### Provided text
···
Makem meant everything to Timlin’s music–and his life. ” I was proud to say he was my friend and I will miss him sadly every day,” he says. ” ‘Onward and upward’ he would say and so ‘Onward and Upward Tommy.'”

Here’s what others have to say about Makem. First, Liam Clancy, who first made note of Tommy’s passing on his message board:

He was a friend and partner-in-song for over fifty years. We shared a great hunk of our lives together. We were a hell of a team. Tommy was a man of high integrity, honesty, and, at the end, courage. Our paths diverged at times but our friendship never waned. He was my brother every bit as much as my blood brothers.”

Irish President Mary McAleese:

‘In life, Tommy brought happiness and joy to hundreds of thousands of fans the world over. Always the consummate musician, he was also a superb ambassador for the country, and one of whom we will always be proud.”

Singer-songwriter Eugene Byrne, quoted in the Dover newspaper Foster’s Daily Democrat:

“Not one of us who play a note of Irish music on a guitar today would be playing if it wasn’t for Tommy Makem, along with the Clancys. He gave us pride in our country and our culture. Bono (U2’s lead singer) was influenced by him. Michael Flatley’s new show, Celtic Tiger, has Four Green Fields in it.”

From Marianne MacDonald, host of the local radio show, “Come West Along the Road” (Sundays from noon to 1 p.m. on WTMR-800 AM):

“One of the bright twinkling stars from the constellation of Irish music faded today.  We’ve lost the great Tommy Makem.  I was fortunate to have seen him at Appel Farms, the Guinness Fleadh and, years ago, at the Holmdel Arts Center when my mother dragged me to my first Irish Festival.”

From Ed Ward of the Milwaukee Irish Fest:

“I spoke to him about two weeks ago, the day after he returned from Ireland. We talked for about a half an hour about his trip, how wonderful it was to see the parade of people who came to visit him in the hotel, relatives, old friends, the archbishop. He said he was very sad when he boarded a plane to leave Ireland, clearly knowing he would not see it again.”
···
### Source information

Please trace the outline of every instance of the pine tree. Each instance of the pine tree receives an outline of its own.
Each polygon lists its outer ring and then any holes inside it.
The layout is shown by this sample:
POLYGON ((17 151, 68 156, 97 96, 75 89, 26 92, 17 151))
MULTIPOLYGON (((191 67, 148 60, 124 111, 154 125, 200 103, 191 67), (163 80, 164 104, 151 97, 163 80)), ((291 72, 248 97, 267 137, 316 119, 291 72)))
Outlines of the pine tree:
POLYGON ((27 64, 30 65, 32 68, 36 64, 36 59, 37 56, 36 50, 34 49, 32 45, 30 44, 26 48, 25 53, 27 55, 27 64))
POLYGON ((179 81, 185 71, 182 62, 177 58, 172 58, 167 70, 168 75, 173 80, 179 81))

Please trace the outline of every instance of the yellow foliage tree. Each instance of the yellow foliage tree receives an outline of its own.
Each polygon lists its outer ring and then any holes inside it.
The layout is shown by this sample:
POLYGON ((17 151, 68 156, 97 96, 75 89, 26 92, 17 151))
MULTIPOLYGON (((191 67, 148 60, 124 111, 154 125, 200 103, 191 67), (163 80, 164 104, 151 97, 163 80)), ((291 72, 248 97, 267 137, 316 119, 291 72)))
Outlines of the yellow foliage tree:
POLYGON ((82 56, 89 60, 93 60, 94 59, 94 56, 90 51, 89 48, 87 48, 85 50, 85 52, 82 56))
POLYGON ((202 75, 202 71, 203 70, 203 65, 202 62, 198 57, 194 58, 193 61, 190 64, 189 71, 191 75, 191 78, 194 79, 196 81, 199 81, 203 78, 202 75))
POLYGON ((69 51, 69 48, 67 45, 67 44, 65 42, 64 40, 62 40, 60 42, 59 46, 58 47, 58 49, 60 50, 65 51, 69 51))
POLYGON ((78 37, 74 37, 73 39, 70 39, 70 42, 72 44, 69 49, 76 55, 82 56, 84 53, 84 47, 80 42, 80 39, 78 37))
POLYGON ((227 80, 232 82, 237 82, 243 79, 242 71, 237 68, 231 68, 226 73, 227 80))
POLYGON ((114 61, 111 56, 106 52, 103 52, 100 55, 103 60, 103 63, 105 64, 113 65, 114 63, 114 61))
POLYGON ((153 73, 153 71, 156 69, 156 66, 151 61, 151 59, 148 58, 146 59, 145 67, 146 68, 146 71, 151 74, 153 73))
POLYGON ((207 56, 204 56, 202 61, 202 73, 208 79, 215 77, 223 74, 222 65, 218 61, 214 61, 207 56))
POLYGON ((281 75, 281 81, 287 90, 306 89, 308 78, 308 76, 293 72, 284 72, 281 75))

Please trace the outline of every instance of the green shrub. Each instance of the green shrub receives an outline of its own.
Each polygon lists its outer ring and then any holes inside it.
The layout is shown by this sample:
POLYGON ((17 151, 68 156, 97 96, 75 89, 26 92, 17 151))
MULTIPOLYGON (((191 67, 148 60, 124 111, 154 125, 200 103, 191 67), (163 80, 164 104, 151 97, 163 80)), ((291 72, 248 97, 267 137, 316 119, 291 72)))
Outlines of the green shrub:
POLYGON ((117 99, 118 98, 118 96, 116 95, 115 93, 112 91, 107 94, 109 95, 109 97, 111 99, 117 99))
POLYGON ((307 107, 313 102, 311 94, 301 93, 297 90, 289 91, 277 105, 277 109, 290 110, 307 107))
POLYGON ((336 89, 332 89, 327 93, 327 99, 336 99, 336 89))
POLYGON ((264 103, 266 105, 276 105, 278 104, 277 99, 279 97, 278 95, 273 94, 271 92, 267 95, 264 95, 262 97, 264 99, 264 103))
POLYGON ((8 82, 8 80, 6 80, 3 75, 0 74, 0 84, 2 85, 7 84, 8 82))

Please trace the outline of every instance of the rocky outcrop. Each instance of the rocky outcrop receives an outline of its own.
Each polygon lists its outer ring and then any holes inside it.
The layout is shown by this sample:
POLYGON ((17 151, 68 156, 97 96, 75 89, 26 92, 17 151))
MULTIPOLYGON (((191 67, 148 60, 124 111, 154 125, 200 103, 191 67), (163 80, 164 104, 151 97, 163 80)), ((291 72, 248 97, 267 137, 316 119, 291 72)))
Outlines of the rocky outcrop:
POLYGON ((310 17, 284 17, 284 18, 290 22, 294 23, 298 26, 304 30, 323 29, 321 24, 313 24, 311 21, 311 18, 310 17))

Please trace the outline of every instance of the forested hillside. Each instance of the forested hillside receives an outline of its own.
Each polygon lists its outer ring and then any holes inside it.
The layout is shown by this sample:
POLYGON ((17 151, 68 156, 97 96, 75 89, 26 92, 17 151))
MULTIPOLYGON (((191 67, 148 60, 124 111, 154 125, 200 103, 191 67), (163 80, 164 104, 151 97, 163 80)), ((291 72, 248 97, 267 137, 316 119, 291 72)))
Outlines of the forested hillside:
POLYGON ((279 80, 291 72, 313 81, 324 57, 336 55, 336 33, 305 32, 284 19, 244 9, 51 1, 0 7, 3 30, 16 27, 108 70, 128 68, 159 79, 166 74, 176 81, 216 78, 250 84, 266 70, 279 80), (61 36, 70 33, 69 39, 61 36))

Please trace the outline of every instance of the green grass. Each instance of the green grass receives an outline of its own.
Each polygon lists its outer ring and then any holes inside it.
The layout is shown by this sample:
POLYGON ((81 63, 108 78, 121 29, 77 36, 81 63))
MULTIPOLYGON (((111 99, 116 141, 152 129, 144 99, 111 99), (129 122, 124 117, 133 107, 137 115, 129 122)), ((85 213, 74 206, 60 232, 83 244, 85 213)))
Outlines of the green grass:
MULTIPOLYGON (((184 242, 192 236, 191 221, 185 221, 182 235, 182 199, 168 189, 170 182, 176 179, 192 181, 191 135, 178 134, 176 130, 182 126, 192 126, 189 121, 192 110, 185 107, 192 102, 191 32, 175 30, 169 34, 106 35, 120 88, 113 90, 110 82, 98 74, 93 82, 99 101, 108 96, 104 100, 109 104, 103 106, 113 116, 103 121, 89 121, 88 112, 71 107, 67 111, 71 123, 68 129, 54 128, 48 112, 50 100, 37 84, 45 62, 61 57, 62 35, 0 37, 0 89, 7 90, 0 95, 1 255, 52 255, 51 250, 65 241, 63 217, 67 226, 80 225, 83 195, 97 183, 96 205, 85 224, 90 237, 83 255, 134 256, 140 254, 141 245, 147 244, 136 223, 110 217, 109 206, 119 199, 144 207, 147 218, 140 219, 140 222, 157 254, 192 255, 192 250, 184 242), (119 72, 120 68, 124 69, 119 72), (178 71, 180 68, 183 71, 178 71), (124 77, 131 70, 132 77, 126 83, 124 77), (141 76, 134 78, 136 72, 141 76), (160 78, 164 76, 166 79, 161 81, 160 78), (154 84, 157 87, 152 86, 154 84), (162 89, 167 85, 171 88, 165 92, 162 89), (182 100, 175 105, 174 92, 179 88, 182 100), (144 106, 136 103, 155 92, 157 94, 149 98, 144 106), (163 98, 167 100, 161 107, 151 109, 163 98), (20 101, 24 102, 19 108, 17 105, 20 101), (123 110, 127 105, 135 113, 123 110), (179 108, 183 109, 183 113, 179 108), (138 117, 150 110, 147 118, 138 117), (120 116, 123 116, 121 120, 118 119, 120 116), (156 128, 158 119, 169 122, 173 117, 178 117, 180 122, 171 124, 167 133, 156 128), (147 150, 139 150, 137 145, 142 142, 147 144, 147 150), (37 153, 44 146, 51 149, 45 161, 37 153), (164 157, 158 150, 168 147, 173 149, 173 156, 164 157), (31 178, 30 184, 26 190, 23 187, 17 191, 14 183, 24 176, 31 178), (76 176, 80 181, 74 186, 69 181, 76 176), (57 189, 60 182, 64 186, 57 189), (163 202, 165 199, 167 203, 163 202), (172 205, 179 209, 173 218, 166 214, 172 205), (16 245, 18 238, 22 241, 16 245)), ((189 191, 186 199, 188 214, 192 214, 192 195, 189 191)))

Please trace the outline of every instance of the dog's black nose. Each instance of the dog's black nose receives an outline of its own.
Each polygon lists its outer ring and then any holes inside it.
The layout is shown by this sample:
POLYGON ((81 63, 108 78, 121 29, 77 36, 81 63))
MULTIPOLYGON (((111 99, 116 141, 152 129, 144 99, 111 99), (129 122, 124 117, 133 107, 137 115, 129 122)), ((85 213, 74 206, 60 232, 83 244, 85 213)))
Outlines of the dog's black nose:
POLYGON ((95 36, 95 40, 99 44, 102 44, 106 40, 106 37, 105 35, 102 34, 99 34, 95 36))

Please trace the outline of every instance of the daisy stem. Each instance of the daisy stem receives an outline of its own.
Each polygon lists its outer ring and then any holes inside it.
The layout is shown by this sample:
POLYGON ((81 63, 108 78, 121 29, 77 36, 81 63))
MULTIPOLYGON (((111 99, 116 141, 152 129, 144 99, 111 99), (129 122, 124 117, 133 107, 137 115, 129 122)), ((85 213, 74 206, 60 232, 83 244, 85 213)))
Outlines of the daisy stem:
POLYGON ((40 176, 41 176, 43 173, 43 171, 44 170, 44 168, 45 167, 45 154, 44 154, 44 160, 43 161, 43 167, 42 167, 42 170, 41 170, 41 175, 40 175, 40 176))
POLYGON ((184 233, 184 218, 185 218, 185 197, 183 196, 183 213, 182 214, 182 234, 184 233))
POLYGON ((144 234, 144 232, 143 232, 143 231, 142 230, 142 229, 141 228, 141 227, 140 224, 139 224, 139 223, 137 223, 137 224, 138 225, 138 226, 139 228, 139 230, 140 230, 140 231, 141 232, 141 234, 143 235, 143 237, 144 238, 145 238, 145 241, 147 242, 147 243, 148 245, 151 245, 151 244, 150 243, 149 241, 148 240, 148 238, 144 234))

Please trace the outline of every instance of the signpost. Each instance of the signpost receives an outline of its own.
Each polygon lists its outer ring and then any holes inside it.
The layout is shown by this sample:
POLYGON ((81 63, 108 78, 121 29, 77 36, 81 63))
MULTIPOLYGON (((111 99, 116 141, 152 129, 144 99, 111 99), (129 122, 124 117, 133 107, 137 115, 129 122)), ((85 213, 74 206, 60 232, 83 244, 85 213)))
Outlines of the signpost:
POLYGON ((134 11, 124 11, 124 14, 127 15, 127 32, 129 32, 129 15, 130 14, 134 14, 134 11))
···
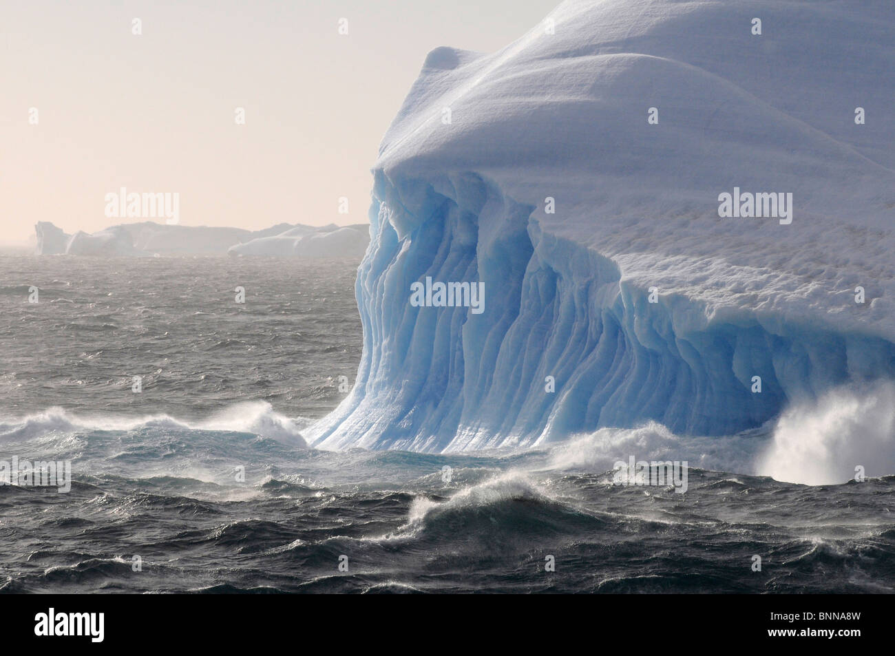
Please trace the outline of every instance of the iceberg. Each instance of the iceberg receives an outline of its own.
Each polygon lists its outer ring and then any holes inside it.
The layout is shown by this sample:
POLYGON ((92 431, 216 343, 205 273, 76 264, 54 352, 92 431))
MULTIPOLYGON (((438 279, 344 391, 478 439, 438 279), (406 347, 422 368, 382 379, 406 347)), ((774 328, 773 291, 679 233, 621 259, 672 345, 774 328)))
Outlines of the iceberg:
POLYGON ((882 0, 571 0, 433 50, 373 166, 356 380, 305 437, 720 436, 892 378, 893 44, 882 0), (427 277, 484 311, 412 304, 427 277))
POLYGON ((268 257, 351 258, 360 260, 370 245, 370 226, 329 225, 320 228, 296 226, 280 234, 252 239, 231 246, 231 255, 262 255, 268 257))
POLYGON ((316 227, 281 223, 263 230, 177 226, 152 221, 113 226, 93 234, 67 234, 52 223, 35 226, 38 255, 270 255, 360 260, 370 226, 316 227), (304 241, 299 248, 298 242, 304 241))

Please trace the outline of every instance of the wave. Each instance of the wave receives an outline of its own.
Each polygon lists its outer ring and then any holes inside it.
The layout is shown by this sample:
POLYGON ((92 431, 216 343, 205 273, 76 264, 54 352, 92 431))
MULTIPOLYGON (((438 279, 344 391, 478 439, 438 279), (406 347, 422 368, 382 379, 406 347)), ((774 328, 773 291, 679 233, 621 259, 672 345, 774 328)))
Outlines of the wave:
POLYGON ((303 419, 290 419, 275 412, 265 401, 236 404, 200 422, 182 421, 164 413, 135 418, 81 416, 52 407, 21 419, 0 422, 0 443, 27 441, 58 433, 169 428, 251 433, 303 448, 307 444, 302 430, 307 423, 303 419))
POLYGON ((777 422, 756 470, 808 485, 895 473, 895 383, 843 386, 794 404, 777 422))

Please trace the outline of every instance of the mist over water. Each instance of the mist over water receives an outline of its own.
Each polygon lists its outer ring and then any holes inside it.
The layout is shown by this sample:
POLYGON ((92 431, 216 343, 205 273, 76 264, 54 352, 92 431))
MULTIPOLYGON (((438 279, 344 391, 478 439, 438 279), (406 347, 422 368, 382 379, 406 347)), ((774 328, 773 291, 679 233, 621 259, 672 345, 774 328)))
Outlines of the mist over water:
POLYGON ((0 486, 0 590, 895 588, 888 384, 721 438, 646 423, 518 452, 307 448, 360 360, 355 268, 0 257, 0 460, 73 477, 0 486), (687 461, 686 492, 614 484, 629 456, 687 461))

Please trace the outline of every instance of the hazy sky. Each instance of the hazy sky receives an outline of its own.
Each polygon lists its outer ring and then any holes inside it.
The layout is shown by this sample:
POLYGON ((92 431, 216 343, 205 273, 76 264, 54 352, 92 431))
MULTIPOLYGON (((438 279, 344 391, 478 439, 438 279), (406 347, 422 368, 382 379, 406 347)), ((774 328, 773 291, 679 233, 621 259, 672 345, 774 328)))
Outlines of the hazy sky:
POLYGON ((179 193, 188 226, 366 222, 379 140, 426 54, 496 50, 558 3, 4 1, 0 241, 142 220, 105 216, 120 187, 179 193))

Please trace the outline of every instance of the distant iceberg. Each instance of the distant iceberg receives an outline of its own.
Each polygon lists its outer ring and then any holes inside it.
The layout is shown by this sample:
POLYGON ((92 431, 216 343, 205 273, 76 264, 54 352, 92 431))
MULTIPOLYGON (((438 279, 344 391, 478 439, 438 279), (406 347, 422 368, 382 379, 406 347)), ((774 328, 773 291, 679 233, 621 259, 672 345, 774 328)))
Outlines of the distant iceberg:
···
### Task directions
Continue the piece of tributes to Tommy Makem from the point where it stops.

### Output
He desperately wanted to make it to Milwaukee this year so we discussed plans on what we would do as it was evident he would not be able to perform. But he planned to be there anyway. We are going ahead with these plans and Tommy’s slots will be billed as “Remembering Tommy Makem” and will be led by his nephews Tom and Jimmy Sweeney, Brian Doherty, Kevin Evans and Eugene Byrne and other close friends. The Makem and Spain Brothers will also be in Milwaukee so it should be a special celebration of Tommy’s life and love for the music of Ireland.”

From Ira Goldman, editor and publisher of the Trad Music News:

“Just about anything and everything that can, and should, be said about Tommy Makem’s music has been said since his death last Wednesday evening. The great and the not so great have been crowding the Tasker Funeral Home in Dover NH for his wake since yesterday and Thursday morning we will fill to overflowing St, Mary’s Church in that lovely New England village Tommy called home for decades.

Most people know Tommy as a balladeer and partner of the Clancy Brothers and especially of Liam Clancy. Many know him as the composer of fine songs, some of which have become standards of Irish music. Some of us have had the joy of knowing him as a fine ‘sean nos” singer and traditional musician on the banjo and whistle. His musicology as well as his music made him a true treasure of Irish Traditional Music.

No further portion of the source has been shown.